* Begin Recorded data *
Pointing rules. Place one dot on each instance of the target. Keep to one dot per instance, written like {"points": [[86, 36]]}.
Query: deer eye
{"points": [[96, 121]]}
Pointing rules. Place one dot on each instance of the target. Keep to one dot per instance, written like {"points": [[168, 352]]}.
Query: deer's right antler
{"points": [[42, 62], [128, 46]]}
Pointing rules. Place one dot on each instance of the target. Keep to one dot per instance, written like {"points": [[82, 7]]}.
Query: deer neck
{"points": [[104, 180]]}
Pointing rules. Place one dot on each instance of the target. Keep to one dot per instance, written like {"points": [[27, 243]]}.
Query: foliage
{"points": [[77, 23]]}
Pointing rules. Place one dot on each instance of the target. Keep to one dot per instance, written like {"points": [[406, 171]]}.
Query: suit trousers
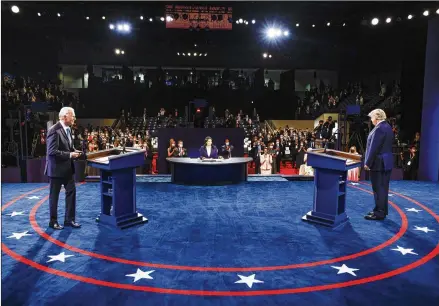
* End Recorded data *
Given request |
Count the lines of the records that contain the word "Query" and give only that number.

Right answer |
5